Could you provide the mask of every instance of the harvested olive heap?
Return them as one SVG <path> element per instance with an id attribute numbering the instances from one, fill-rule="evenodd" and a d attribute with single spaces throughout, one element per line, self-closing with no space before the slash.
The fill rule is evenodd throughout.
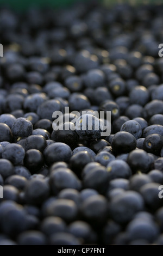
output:
<path id="1" fill-rule="evenodd" d="M 162 12 L 0 9 L 1 245 L 163 245 Z M 111 135 L 54 130 L 65 107 Z"/>

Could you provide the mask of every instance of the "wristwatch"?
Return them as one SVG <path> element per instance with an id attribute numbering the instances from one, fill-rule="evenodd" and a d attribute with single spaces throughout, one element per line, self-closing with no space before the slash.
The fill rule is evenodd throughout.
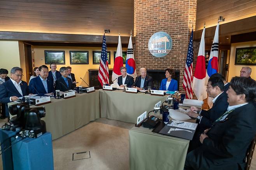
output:
<path id="1" fill-rule="evenodd" d="M 202 116 L 200 116 L 200 115 L 198 115 L 197 117 L 196 117 L 196 119 L 198 119 L 198 120 L 200 120 L 202 118 Z"/>

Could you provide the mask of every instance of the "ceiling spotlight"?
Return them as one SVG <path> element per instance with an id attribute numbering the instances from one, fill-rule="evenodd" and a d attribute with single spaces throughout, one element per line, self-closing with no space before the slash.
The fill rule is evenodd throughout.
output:
<path id="1" fill-rule="evenodd" d="M 219 19 L 218 19 L 218 21 L 219 22 L 224 21 L 225 21 L 225 18 L 223 18 L 223 16 L 220 16 L 219 17 Z"/>

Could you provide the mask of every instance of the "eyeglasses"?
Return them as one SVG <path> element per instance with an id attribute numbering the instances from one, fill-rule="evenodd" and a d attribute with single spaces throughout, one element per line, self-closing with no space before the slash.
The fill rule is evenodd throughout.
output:
<path id="1" fill-rule="evenodd" d="M 24 76 L 24 75 L 16 75 L 16 74 L 14 74 L 14 75 L 16 75 L 17 76 L 17 77 L 22 77 L 23 76 Z"/>
<path id="2" fill-rule="evenodd" d="M 0 76 L 1 76 L 1 77 L 3 77 L 3 78 L 5 78 L 7 77 L 7 75 L 6 75 L 6 76 L 5 76 L 5 75 L 0 75 Z"/>
<path id="3" fill-rule="evenodd" d="M 208 86 L 208 87 L 207 87 L 207 86 L 206 86 L 206 88 L 207 88 L 207 89 L 209 89 L 209 88 L 210 88 L 210 87 L 216 87 L 216 86 L 210 86 L 210 87 L 209 87 L 209 86 Z"/>

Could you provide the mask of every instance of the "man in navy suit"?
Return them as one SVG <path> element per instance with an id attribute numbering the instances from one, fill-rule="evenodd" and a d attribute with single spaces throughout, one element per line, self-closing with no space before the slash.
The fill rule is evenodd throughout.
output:
<path id="1" fill-rule="evenodd" d="M 0 85 L 7 82 L 10 78 L 7 76 L 8 74 L 8 71 L 4 68 L 0 69 Z M 0 119 L 3 119 L 5 118 L 5 104 L 0 103 L 1 106 L 1 114 Z"/>
<path id="2" fill-rule="evenodd" d="M 51 70 L 49 71 L 48 78 L 55 84 L 56 80 L 60 78 L 61 75 L 60 74 L 60 71 L 56 70 L 57 65 L 55 62 L 52 62 L 50 64 L 50 68 Z"/>
<path id="3" fill-rule="evenodd" d="M 62 67 L 60 69 L 60 71 L 61 76 L 56 80 L 56 90 L 65 92 L 72 89 L 72 80 L 68 77 L 68 69 Z"/>
<path id="4" fill-rule="evenodd" d="M 126 68 L 125 67 L 122 67 L 120 69 L 122 75 L 117 78 L 117 83 L 120 87 L 123 87 L 126 84 L 127 87 L 131 87 L 133 83 L 133 78 L 127 75 Z"/>
<path id="5" fill-rule="evenodd" d="M 256 133 L 256 82 L 233 77 L 227 93 L 227 111 L 200 135 L 202 146 L 188 154 L 184 170 L 245 169 Z"/>
<path id="6" fill-rule="evenodd" d="M 200 145 L 200 135 L 210 128 L 213 123 L 226 111 L 228 106 L 228 96 L 224 89 L 224 83 L 221 79 L 216 76 L 211 76 L 206 86 L 206 91 L 209 97 L 214 98 L 212 107 L 205 110 L 192 106 L 191 108 L 191 111 L 187 113 L 189 116 L 196 118 L 196 123 L 198 123 L 194 137 L 189 143 L 189 151 Z"/>
<path id="7" fill-rule="evenodd" d="M 147 75 L 147 70 L 143 67 L 140 69 L 140 76 L 135 78 L 134 87 L 139 90 L 147 90 L 148 86 L 153 85 L 153 79 L 150 76 Z"/>
<path id="8" fill-rule="evenodd" d="M 53 83 L 47 78 L 49 75 L 48 67 L 43 65 L 39 68 L 39 75 L 31 79 L 30 82 L 30 92 L 33 94 L 37 94 L 39 96 L 54 92 Z"/>
<path id="9" fill-rule="evenodd" d="M 72 69 L 72 68 L 70 67 L 70 66 L 68 66 L 67 67 L 67 68 L 68 69 L 68 77 L 69 77 L 71 79 L 71 80 L 72 81 L 72 85 L 73 86 L 73 87 L 74 88 L 76 87 L 76 85 L 75 84 L 75 83 L 76 82 L 75 81 L 75 75 L 73 73 L 71 73 L 71 70 Z"/>
<path id="10" fill-rule="evenodd" d="M 9 117 L 9 109 L 7 104 L 16 101 L 19 97 L 29 94 L 27 83 L 21 80 L 22 69 L 14 67 L 11 71 L 11 78 L 0 85 L 0 102 L 5 104 L 5 116 Z"/>

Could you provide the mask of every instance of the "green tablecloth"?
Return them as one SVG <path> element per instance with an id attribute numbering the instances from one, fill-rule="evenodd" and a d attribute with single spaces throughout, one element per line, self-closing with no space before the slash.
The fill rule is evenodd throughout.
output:
<path id="1" fill-rule="evenodd" d="M 151 131 L 129 130 L 130 170 L 183 170 L 189 141 Z"/>
<path id="2" fill-rule="evenodd" d="M 46 116 L 41 118 L 46 130 L 55 139 L 100 118 L 99 92 L 75 93 L 76 96 L 67 99 L 51 98 L 51 102 L 44 107 Z M 12 102 L 8 105 L 15 104 Z M 31 107 L 37 107 L 31 106 Z"/>
<path id="3" fill-rule="evenodd" d="M 137 118 L 145 111 L 154 109 L 156 103 L 167 96 L 125 93 L 122 90 L 99 90 L 100 117 L 136 123 Z"/>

══════════

__Task brief__
Render every line of the records above as a Markdown table with the columns Row and Line, numbering the rows in order and omitting blank lines. Leave the pictures out of the table.

__Task solution__
| Row | Line |
|---|---|
| 1 | Could you provide the mask of every instance of the harvested olive heap? |
| 2 | Return them as one SVG <path> element per instance with an id attribute numbering the instances from one, fill-rule="evenodd" and a d attribute with single spaces throughout, one element per line, self-closing with no space before the slash. |
| 3 | The fill rule is evenodd throughout. |
| 4 | output: |
| 5 | <path id="1" fill-rule="evenodd" d="M 162 12 L 0 9 L 1 245 L 163 245 Z M 111 135 L 54 130 L 65 107 Z"/> |
| 6 | Could you provide the mask of every instance of the "wristwatch"? |
| 7 | Return them as one SVG <path> element per instance with an id attribute numbering the instances from one, fill-rule="evenodd" and a d attribute with single spaces throughout, one element per line, self-closing with no space before the slash. |
| 8 | The fill rule is evenodd throughout. |
| 9 | output: |
| 10 | <path id="1" fill-rule="evenodd" d="M 202 116 L 200 116 L 200 115 L 198 115 L 197 117 L 196 117 L 196 119 L 198 119 L 198 120 L 200 120 L 202 118 Z"/> |
| 11 | Could you provide the mask of every instance of the "ceiling spotlight"? |
| 12 | Return them as one SVG <path> element per instance with an id attribute numbering the instances from one, fill-rule="evenodd" and a d attribute with single spaces throughout, one element per line, self-closing with no space before the slash. |
| 13 | The fill rule is evenodd throughout. |
| 14 | output: |
| 15 | <path id="1" fill-rule="evenodd" d="M 219 19 L 218 19 L 218 21 L 219 22 L 224 21 L 225 21 L 225 18 L 223 18 L 223 16 L 220 16 L 219 17 Z"/> |
| 16 | Could you provide the mask of every instance of the "eyeglasses"? |
| 17 | Return them as one SVG <path> element per instance with an id attribute numbering the instances from one, fill-rule="evenodd" and a d attribute with single spaces throughout, one element per line, self-closing with no space before the slash. |
| 18 | The fill rule is evenodd throughout. |
| 19 | output: |
| 20 | <path id="1" fill-rule="evenodd" d="M 24 76 L 24 75 L 16 75 L 16 74 L 14 74 L 14 75 L 16 75 L 17 76 L 17 77 L 22 77 L 23 76 Z"/> |
| 21 | <path id="2" fill-rule="evenodd" d="M 0 76 L 1 76 L 1 77 L 3 77 L 3 78 L 5 78 L 7 77 L 7 75 L 6 75 L 6 76 L 5 76 L 5 75 L 0 75 Z"/> |
| 22 | <path id="3" fill-rule="evenodd" d="M 208 86 L 208 87 L 207 87 L 207 86 L 206 86 L 206 88 L 207 88 L 207 89 L 209 89 L 209 88 L 210 88 L 210 87 L 216 87 L 216 86 L 210 86 L 210 87 L 209 87 L 209 86 Z"/> |
| 23 | Could you provide the mask of every instance of the "man in navy suit"? |
| 24 | Return them as one SVG <path> element per instance with an id attribute numbering the instances from one, fill-rule="evenodd" and a d attribute with single spaces throughout, one element per line, self-closing with no space before the slash. |
| 25 | The fill rule is evenodd throughout. |
| 26 | output: |
| 27 | <path id="1" fill-rule="evenodd" d="M 0 85 L 7 82 L 10 78 L 7 76 L 8 74 L 8 71 L 4 68 L 0 69 Z M 0 119 L 3 119 L 5 118 L 5 104 L 0 103 L 1 106 L 1 114 Z"/> |
| 28 | <path id="2" fill-rule="evenodd" d="M 51 70 L 49 71 L 48 78 L 55 84 L 56 80 L 60 78 L 61 75 L 60 74 L 60 71 L 56 70 L 57 65 L 55 62 L 52 62 L 50 64 L 50 68 Z"/> |
| 29 | <path id="3" fill-rule="evenodd" d="M 62 67 L 60 69 L 60 71 L 61 76 L 56 80 L 56 90 L 65 92 L 72 89 L 72 80 L 68 77 L 68 69 Z"/> |
| 30 | <path id="4" fill-rule="evenodd" d="M 126 68 L 125 67 L 122 67 L 120 69 L 122 75 L 117 78 L 117 83 L 120 87 L 123 87 L 126 84 L 127 87 L 131 87 L 133 83 L 133 78 L 127 75 Z"/> |
| 31 | <path id="5" fill-rule="evenodd" d="M 256 133 L 256 82 L 233 77 L 227 93 L 227 111 L 200 135 L 202 146 L 188 154 L 184 170 L 245 169 Z"/> |
| 32 | <path id="6" fill-rule="evenodd" d="M 200 145 L 200 135 L 210 128 L 213 123 L 226 111 L 228 106 L 228 96 L 224 89 L 224 83 L 221 79 L 216 76 L 211 76 L 206 86 L 206 91 L 209 97 L 214 98 L 212 107 L 205 110 L 192 106 L 191 108 L 191 111 L 187 113 L 189 116 L 196 118 L 196 123 L 198 123 L 194 137 L 189 143 L 189 151 Z"/> |
| 33 | <path id="7" fill-rule="evenodd" d="M 147 75 L 147 70 L 143 67 L 140 69 L 140 76 L 135 78 L 134 87 L 139 90 L 147 90 L 148 86 L 153 85 L 153 79 L 150 76 Z"/> |
| 34 | <path id="8" fill-rule="evenodd" d="M 53 83 L 47 78 L 49 75 L 48 67 L 43 65 L 39 68 L 39 75 L 31 79 L 30 82 L 30 92 L 33 94 L 37 94 L 39 96 L 54 92 Z"/> |
| 35 | <path id="9" fill-rule="evenodd" d="M 72 69 L 72 68 L 70 67 L 70 66 L 68 66 L 67 67 L 67 68 L 68 69 L 68 77 L 69 77 L 71 79 L 71 80 L 72 81 L 72 85 L 73 86 L 73 87 L 74 88 L 76 87 L 76 85 L 75 84 L 75 83 L 76 82 L 75 81 L 75 75 L 73 73 L 71 73 L 71 70 Z"/> |
| 36 | <path id="10" fill-rule="evenodd" d="M 9 117 L 9 109 L 7 104 L 16 101 L 19 97 L 29 94 L 27 83 L 21 80 L 22 69 L 14 67 L 11 71 L 11 78 L 0 85 L 0 102 L 5 104 L 5 116 Z"/> |
| 37 | Could you provide the mask of every instance of the "green tablecloth"? |
| 38 | Return them as one SVG <path> element per instance with an id attribute numbering the instances from one, fill-rule="evenodd" and a d attribute with single spaces throughout, one element per line, self-closing with no space before the slash. |
| 39 | The fill rule is evenodd throughout. |
| 40 | output: |
| 41 | <path id="1" fill-rule="evenodd" d="M 151 131 L 129 130 L 130 170 L 183 170 L 189 141 Z"/> |
| 42 | <path id="2" fill-rule="evenodd" d="M 46 116 L 41 118 L 46 130 L 55 139 L 100 118 L 99 92 L 75 93 L 76 96 L 67 99 L 51 98 L 51 102 L 44 107 Z M 12 102 L 8 105 L 15 104 Z M 31 107 L 37 107 L 31 106 Z"/> |
| 43 | <path id="3" fill-rule="evenodd" d="M 137 118 L 145 111 L 154 109 L 156 103 L 167 96 L 125 93 L 122 90 L 99 90 L 100 117 L 136 123 Z"/> |